## ACTION ITEM
Repeat every record exactly as written.
BEGIN THE DATA
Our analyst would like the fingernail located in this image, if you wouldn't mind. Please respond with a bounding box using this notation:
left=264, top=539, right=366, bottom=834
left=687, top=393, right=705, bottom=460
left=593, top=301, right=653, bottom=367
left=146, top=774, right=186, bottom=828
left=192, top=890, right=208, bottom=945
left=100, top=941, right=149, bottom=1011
END THE DATA
## ANSWER TO THE PROBLEM
Our analyst would like the fingernail located in this image, if you wouldn't mind. Please respond with a bounding box using this notation:
left=264, top=539, right=366, bottom=834
left=687, top=393, right=705, bottom=460
left=593, top=301, right=653, bottom=367
left=146, top=774, right=186, bottom=828
left=192, top=890, right=208, bottom=945
left=100, top=941, right=149, bottom=1011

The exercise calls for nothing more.